- Directed by: Kenja Chethan Kumar
- Written by: Kenja Chethan Kumar
- Screenplay by: Kenja Chethan Kumar
- Produced by: Horizon Movies
- Starring: S. Shivaram; Anoop P. Doddmane; Sathyanath; Prasad Vashist; Raj Prajwal;
- Cinematography: Rudramuni
- Edited by: Kenja Chethan Kumar
- Music by: Juevin Singh J. M.
- Release date: 11 October 2019 (Bangalore);
- Running time: 93 Minutes
- Country: India
- Language: Kannada

= Devaru Bekagiddare =

Devaru Bekagiddare is a 2019 Kannada film, written and directed by Kenja Chethan Kumar.

> _Supplied data_
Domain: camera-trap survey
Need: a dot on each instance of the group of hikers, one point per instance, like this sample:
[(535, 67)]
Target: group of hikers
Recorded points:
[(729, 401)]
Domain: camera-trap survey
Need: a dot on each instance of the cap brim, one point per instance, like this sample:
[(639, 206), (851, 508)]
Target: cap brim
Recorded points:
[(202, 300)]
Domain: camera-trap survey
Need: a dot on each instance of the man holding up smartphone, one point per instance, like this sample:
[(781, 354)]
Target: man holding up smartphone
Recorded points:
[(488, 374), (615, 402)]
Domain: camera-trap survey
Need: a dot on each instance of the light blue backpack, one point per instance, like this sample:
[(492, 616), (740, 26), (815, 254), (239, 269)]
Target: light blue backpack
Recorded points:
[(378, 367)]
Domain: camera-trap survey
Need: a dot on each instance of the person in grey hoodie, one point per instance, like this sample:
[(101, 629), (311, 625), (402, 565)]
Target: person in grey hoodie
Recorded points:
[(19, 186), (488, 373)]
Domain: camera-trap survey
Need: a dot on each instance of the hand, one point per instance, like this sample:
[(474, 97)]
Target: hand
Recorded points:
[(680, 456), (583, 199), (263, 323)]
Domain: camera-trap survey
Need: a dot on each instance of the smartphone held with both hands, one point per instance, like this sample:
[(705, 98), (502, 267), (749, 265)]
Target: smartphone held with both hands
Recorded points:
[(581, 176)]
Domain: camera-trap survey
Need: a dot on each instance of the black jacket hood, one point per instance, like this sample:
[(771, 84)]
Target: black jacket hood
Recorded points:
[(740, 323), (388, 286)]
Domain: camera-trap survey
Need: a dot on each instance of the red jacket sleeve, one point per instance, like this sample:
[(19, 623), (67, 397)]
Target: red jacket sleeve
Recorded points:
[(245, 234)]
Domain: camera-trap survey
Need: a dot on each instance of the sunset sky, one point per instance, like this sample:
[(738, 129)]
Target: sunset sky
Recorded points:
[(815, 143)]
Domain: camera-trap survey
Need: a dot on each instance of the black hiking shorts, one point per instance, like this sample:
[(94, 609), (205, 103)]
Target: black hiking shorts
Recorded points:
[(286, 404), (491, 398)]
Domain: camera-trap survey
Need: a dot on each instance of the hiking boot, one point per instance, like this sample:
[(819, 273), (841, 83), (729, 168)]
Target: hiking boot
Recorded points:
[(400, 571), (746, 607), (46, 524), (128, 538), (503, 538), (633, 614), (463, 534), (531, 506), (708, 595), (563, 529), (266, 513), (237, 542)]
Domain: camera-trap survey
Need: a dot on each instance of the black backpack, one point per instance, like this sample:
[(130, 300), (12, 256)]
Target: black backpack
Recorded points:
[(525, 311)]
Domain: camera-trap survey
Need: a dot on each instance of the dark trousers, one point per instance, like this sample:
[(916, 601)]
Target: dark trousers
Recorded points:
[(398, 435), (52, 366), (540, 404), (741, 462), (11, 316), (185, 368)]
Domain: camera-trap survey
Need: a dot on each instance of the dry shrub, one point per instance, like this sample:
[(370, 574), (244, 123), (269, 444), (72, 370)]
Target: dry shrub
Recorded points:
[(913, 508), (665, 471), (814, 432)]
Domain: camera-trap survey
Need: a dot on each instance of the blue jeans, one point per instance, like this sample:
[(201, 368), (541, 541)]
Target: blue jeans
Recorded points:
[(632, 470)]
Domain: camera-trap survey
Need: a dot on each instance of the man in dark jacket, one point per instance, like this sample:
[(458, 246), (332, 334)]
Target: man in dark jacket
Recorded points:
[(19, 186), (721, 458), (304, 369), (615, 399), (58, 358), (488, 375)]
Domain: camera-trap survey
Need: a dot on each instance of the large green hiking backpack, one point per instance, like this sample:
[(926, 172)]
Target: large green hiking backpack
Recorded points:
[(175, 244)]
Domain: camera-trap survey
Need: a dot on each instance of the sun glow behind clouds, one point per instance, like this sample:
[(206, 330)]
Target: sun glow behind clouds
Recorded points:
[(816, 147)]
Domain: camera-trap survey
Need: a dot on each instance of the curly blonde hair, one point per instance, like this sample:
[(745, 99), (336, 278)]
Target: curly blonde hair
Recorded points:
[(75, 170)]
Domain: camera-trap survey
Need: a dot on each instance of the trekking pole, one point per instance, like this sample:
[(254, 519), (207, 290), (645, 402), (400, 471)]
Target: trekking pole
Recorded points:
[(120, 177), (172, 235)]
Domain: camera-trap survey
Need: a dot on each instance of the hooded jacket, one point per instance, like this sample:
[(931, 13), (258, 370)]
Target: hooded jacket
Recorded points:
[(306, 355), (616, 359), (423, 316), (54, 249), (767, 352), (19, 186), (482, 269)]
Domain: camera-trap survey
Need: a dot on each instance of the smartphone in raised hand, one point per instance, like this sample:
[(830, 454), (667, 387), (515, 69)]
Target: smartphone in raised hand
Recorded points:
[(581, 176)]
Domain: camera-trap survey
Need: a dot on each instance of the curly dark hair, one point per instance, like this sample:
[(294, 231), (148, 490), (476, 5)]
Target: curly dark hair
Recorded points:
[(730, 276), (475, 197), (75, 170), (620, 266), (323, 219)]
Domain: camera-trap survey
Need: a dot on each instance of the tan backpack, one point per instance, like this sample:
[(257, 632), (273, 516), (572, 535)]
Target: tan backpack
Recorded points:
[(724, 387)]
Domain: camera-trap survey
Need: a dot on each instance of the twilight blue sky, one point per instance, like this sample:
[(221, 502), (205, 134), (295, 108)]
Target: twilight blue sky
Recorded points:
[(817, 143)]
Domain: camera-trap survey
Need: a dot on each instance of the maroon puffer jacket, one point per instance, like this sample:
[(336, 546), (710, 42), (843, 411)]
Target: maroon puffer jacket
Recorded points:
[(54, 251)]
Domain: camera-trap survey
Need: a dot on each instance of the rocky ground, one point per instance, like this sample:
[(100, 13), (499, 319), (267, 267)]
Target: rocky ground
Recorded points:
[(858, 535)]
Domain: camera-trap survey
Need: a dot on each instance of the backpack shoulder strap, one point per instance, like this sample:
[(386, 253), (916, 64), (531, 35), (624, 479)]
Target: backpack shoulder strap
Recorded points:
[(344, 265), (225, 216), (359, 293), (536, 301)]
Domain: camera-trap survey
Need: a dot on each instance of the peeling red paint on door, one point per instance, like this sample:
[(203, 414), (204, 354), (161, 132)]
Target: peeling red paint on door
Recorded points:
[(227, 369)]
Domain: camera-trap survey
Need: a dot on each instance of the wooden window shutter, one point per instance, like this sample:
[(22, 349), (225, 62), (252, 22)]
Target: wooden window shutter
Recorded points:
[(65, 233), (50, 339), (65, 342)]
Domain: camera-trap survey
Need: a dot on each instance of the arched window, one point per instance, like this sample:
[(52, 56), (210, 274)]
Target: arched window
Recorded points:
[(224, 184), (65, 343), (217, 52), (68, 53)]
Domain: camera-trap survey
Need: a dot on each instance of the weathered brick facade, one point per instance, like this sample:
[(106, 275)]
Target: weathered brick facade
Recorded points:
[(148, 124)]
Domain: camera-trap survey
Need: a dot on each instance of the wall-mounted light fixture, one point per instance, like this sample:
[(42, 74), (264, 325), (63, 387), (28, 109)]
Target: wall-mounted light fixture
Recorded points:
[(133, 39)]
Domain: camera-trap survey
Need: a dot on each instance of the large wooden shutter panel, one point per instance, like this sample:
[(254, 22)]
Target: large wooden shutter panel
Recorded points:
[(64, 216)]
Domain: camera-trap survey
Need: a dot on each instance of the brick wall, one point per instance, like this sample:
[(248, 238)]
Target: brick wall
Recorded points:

> _Exercise instructions_
1: In the film details above, who is credited with the cinematography?
2: Echo the film details from "- Directed by: Kenja" up to and including "Singh J. M.".
3: Rewrite the paragraph beginning "Devaru Bekagiddare is a 2019" from the film details as a short list of its facts.

> _Exercise answers_
1: Rudramuni

2:
- Directed by: Kenja Chethan Kumar
- Written by: Kenja Chethan Kumar
- Screenplay by: Kenja Chethan Kumar
- Produced by: Horizon Movies
- Starring: S. Shivaram; Anoop P. Doddmane; Sathyanath; Prasad Vashist; Raj Prajwal;
- Cinematography: Rudramuni
- Edited by: Kenja Chethan Kumar
- Music by: Juevin Singh J. M.

3:
- Title: Devaru Bekagiddare
- Year: 2019
- Language: Kannada
- Written and directed by: Kenja Chethan Kumar